WORK REQUIRED
In the forum post below on tagging contacts by topic, please list every requirement given for the example contact list.

TEXT EXCERPT
Tips, Tricks & Best Practices

BVazquez
Member

How can I tag people in multiple topics/interest/industries?

SOLVE

Hi, I'll try to be as much clear as I can. If you can help, that would be awesome!

 

I have a website where we talk to different industries/products/services/topics.

 

And inside the pages from the menu, I tag easily from specific forms as a hidden field "industries/products/services/topics"  so my aim is to create a some lists with specific

filters according to people (who fill up a contact form) I want to see inside that list.

 

For example, I created a list with contacts who submitted a contact form following these requirements: 

Industry: Maritime

Products: Estimation software

Services:  software implementation

 

BUT, I also have a blog where we talk about a lot of topics/industries/products/services

and we created some specific contact forms where we have hidden fiels to identify "topics/industries/products/services"  and also we have "standard contact form" 

But our situation is that we don't want to create A LOT of unique contact forms for each new blog post 

 

Is there a way I could easily filter  topics/industries/products/services without create a new form every time we publish something new. 

 

So our goal is to filter people with topics/industries/products/services  when they fill up a contact form. 

 

Thanks for your help.

 

 

0 Upvotes
2 Accepted solutions
karstenkoehler
Solution
Hall of Famer | Partner
Hall of Famer | Partner

How can I tag people in multiple topics/interest/industries?

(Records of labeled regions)

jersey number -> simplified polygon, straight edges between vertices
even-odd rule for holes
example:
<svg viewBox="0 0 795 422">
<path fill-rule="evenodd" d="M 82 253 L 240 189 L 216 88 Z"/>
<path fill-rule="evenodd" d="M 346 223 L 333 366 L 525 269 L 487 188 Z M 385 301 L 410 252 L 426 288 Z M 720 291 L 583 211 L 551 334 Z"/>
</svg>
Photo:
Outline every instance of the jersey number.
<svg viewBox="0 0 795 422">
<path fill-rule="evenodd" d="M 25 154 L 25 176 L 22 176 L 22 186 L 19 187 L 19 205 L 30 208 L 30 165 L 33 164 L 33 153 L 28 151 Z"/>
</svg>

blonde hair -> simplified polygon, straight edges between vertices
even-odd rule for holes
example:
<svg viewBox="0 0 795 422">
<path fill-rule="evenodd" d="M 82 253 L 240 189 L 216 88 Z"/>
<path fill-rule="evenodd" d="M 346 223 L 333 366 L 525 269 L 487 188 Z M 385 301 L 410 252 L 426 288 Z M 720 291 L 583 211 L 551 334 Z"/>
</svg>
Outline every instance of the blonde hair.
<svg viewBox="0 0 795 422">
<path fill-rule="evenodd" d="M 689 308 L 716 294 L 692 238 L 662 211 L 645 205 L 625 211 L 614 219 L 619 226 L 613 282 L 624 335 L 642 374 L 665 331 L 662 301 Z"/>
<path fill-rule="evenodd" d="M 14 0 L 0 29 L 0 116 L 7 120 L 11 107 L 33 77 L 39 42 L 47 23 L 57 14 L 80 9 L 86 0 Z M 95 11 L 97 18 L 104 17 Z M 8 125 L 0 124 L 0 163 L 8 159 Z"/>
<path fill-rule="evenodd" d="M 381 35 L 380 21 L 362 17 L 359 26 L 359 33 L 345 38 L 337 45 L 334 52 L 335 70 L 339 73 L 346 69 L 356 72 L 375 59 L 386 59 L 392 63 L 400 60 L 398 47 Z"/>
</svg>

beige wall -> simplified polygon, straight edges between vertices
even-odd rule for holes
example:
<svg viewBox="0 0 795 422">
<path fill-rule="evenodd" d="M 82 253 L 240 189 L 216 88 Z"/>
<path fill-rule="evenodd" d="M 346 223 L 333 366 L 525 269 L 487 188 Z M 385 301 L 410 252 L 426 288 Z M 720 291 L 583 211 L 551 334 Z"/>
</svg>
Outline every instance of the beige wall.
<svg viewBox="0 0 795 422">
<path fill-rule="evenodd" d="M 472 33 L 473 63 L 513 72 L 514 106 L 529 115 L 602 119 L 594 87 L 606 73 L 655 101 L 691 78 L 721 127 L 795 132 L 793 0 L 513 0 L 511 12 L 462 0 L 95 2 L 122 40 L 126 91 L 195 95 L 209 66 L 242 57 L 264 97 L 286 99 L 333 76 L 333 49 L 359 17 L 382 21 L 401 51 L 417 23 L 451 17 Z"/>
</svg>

WRITTEN RESPONSE
Industry: Maritime
Products: Estimation software
Services: software implementation